[Job] Please put the entries starting at the line that contains "task | place one marker on every instance of the slender" and ending at the line that contains "[(251, 79)]" into a two-column CSV with the columns text and answer. Give one row per entry, with its wording and its answer each in a single quoted field and any line breaks replaced by spaces.

↓

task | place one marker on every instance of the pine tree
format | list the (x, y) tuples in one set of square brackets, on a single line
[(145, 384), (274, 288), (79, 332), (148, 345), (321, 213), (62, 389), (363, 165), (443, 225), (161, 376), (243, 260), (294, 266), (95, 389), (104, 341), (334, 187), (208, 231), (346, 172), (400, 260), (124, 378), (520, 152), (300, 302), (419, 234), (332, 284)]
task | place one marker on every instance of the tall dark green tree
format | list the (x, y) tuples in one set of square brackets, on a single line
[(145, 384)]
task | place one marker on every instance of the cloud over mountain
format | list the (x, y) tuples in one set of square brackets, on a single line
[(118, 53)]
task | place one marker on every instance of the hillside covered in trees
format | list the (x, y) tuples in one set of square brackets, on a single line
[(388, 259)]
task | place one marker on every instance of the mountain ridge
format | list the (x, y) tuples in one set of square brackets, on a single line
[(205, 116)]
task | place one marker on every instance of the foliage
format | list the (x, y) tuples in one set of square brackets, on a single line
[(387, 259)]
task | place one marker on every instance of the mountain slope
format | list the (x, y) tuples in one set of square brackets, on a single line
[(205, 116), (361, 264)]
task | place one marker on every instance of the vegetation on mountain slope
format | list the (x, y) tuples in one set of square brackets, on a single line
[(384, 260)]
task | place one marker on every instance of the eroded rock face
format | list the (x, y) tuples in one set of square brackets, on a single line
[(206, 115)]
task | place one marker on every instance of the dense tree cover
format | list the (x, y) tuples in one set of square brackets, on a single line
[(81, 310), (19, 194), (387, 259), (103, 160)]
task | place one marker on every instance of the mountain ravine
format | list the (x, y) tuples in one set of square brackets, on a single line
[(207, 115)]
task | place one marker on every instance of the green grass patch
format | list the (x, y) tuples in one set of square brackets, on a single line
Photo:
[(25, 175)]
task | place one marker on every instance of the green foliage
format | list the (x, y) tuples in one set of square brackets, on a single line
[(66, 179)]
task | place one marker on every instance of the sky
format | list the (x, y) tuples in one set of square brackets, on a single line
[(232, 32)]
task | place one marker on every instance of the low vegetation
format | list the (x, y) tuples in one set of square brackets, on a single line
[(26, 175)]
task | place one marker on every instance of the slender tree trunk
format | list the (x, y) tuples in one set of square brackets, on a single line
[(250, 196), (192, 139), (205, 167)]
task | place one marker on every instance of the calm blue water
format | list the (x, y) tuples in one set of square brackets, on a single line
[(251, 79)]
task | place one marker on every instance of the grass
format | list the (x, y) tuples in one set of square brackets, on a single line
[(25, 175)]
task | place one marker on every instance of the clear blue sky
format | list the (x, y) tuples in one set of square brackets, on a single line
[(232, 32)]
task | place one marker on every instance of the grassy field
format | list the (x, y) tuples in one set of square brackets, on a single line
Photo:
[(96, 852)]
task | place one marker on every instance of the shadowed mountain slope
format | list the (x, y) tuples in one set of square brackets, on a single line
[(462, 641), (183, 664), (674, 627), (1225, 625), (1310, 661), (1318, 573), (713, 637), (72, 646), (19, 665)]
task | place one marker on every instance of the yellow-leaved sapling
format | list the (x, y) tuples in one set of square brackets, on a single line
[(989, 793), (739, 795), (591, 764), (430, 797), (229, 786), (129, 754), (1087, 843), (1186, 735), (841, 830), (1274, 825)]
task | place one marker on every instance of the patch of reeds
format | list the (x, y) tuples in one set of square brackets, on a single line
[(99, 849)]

↑

[Exercise answer]
text,answer
"task | place one marker on every instance of the slender tree trunk format | list the (x, y) tuples in one set of square brackets, on a single line","[(250, 196), (192, 139), (205, 167)]"
"task | place one marker on every instance of the calm blue water format | list the (x, y) tuples in one set of square brackets, on a single line","[(251, 79)]"